* REQUEST
Update the rows starting at "Point to the blurred green" and ending at "x=102, y=237" by changing "field" to "pitch", keeping everything else the same, and give back only those rows.

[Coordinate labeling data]

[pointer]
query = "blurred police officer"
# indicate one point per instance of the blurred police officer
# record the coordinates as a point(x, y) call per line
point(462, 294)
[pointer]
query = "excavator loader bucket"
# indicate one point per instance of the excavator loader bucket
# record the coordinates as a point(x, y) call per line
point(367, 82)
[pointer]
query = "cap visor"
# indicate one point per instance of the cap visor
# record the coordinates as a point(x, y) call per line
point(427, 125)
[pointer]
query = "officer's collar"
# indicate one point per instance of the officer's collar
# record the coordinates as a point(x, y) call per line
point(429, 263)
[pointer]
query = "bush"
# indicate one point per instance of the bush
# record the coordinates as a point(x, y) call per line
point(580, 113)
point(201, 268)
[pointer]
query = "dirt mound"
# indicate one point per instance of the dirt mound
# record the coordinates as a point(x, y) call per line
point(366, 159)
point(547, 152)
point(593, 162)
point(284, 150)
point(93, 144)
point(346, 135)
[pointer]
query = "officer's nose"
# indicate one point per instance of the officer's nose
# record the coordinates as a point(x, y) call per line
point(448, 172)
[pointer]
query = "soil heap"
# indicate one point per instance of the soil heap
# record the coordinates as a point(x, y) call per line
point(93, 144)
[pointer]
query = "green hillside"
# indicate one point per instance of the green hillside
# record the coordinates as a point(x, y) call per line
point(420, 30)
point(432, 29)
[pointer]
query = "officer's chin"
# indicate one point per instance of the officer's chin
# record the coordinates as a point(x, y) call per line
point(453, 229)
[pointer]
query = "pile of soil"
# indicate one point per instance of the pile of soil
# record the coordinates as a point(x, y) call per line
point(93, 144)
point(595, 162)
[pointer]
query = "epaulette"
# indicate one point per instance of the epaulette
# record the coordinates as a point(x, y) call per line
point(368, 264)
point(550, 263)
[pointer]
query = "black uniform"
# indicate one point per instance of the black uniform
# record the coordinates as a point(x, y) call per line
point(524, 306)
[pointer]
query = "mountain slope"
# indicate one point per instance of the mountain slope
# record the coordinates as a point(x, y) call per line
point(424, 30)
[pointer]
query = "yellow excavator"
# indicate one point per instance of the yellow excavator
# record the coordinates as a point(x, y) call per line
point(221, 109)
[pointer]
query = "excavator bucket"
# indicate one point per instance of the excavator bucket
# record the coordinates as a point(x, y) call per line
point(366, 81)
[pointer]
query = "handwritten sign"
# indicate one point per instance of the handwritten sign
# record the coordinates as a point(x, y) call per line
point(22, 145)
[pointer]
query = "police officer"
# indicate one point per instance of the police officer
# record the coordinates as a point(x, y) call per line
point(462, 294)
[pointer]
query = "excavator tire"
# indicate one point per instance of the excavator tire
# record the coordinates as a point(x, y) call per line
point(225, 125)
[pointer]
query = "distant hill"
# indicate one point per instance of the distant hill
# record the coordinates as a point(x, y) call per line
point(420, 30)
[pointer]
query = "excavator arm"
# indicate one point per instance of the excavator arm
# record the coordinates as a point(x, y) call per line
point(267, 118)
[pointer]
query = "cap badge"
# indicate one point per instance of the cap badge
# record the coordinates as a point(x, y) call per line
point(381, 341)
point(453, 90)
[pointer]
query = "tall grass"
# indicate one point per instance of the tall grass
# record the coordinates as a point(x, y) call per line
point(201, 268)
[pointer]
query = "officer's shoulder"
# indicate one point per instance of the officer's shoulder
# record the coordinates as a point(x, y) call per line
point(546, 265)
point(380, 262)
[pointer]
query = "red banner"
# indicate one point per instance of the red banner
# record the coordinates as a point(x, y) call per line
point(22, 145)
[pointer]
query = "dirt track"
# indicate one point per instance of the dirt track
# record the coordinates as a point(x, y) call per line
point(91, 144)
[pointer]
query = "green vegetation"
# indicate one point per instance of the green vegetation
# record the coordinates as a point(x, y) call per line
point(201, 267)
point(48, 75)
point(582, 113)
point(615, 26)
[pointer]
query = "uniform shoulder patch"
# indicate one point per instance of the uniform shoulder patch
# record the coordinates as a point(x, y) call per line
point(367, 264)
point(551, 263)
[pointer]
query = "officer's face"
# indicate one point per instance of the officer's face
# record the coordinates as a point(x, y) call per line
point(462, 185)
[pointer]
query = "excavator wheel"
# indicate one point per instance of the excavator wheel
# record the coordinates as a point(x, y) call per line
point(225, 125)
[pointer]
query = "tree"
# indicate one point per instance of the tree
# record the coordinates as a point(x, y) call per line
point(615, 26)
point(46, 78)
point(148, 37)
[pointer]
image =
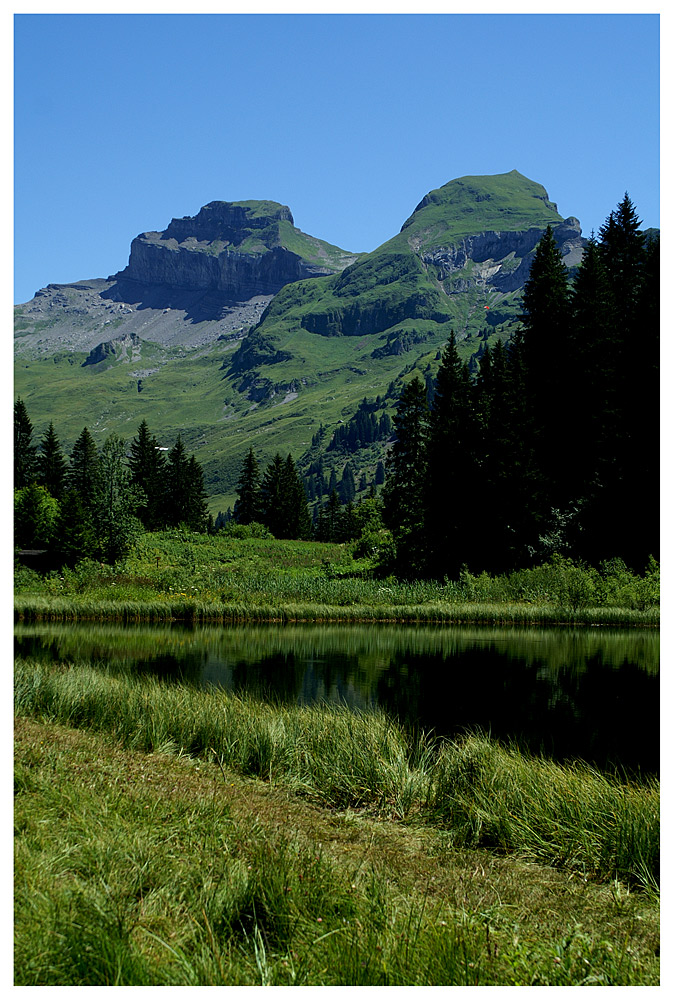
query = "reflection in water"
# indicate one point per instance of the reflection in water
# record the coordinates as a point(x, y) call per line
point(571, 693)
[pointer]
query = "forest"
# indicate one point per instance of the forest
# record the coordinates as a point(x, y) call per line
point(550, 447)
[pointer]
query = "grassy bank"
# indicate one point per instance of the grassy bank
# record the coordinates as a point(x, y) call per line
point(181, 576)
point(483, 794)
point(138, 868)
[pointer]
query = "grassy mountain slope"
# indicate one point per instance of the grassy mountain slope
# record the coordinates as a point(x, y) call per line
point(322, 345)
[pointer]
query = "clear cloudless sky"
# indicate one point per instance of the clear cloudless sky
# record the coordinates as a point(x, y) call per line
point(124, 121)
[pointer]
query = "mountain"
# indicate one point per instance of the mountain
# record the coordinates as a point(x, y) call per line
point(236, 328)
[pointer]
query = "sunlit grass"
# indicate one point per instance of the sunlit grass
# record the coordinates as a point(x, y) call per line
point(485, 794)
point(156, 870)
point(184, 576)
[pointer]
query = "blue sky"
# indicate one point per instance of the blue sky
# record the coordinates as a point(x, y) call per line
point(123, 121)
* * *
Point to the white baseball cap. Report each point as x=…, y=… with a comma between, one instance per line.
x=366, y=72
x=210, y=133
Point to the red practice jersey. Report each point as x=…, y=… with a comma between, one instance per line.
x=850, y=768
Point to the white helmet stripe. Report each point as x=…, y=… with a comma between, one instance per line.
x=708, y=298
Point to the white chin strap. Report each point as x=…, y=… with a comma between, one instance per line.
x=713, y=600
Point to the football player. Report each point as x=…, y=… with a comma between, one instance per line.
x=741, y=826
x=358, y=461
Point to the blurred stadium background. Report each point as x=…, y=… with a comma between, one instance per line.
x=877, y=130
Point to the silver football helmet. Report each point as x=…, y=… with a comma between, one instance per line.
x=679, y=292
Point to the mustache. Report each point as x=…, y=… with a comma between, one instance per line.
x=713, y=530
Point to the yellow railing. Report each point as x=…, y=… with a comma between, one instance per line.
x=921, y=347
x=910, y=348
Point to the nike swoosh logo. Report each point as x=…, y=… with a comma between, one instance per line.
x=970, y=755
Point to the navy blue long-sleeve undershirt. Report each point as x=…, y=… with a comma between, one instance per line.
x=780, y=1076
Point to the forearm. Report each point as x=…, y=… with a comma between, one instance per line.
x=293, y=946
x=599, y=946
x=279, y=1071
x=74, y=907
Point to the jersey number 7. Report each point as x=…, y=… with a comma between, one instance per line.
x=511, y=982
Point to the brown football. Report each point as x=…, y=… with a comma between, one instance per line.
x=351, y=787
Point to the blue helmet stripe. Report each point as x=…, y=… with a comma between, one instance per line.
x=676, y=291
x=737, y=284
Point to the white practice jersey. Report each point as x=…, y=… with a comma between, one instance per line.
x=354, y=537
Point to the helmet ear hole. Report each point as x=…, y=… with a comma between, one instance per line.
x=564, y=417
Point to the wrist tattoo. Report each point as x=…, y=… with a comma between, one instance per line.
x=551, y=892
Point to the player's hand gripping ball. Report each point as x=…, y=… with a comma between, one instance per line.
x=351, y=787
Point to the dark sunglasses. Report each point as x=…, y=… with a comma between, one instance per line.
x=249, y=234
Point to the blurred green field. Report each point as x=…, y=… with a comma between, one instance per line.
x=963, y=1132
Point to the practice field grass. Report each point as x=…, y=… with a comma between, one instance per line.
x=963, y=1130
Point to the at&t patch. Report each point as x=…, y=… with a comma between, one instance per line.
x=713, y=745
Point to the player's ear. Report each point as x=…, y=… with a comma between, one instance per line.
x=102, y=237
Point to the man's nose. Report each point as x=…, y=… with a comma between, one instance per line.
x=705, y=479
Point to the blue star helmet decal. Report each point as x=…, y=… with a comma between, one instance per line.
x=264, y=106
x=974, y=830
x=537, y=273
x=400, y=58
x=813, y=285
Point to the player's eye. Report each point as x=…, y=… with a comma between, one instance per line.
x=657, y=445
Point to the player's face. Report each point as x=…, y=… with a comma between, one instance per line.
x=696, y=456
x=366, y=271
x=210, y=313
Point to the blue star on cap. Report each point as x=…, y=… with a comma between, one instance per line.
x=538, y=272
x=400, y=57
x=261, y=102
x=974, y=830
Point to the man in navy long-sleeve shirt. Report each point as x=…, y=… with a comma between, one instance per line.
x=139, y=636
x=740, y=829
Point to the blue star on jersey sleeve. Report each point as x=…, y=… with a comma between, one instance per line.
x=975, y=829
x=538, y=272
...
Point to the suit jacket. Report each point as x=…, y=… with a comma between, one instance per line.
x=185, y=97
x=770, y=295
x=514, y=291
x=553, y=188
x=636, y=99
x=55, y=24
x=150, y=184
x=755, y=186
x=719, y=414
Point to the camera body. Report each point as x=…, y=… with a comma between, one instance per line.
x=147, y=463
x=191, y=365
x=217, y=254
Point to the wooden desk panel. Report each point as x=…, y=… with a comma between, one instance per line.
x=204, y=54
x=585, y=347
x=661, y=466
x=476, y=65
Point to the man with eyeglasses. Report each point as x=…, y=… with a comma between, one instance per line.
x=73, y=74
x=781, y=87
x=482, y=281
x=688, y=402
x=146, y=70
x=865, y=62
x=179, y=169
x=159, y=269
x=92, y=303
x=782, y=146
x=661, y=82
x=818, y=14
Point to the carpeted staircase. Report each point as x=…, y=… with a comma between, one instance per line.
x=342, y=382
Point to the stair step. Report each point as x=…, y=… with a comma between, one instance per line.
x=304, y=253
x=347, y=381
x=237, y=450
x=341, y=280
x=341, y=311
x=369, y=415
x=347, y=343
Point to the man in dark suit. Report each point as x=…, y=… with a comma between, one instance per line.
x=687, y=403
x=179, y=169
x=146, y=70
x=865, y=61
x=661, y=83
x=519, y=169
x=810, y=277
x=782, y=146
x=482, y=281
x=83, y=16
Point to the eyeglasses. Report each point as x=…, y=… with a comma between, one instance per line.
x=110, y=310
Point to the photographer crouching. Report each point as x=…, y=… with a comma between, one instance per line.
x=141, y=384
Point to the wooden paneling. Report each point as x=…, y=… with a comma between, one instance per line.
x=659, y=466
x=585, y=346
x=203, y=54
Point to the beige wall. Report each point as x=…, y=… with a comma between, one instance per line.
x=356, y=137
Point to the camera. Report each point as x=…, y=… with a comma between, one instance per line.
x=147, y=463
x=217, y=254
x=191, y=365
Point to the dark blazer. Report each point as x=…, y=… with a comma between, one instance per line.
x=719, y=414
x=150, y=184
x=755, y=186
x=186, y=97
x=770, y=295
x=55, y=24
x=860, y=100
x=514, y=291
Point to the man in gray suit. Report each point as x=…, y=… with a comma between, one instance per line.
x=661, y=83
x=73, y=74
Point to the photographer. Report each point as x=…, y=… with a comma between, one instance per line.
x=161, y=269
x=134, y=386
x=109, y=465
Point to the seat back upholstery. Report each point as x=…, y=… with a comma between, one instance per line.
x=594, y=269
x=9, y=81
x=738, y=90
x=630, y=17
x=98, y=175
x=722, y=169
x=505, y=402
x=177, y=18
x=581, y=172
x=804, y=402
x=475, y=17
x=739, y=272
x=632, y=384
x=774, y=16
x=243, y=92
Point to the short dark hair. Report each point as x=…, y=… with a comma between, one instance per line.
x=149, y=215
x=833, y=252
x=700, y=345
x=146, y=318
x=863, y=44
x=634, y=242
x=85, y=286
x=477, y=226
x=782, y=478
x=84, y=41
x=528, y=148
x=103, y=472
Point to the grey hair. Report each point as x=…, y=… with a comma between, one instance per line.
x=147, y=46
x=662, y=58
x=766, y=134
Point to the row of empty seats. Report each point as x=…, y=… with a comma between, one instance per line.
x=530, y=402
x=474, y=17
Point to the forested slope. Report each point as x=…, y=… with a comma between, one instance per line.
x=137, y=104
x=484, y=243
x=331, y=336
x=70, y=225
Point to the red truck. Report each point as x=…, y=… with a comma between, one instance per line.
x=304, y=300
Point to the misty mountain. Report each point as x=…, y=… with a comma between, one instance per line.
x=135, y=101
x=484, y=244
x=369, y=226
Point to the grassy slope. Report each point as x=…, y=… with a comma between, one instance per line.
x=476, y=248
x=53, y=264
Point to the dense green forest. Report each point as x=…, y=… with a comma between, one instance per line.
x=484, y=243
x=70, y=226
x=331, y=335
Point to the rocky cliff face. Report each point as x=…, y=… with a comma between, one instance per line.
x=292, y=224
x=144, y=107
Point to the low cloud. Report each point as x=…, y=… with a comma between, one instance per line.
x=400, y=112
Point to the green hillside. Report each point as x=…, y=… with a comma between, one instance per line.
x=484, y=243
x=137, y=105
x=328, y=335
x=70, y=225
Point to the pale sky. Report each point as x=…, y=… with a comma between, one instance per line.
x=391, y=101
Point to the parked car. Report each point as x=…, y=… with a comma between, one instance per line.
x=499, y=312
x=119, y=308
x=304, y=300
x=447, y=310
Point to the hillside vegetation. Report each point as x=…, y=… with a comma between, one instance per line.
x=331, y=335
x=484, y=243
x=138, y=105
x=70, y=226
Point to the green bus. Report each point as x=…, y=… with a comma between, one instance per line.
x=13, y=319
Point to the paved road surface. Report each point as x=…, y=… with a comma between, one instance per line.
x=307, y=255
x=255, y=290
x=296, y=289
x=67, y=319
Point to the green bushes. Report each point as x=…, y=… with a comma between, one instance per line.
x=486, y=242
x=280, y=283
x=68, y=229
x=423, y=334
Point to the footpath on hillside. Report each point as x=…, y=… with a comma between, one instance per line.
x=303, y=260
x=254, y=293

* RESPONSE BELOW
Point to the blurred green pitch. Report each point as x=…, y=… with a comma between, one instance per line.
x=963, y=1132
Point to the practice pitch grass. Report each point as x=…, y=… with a comma between, one instance per line.
x=963, y=1130
Point to the at&t patch. Report each point as x=…, y=… with a comma between, one instance per line.
x=713, y=745
Point to the player's ear. Report each point as x=…, y=… with a comma between, one instance per line.
x=102, y=237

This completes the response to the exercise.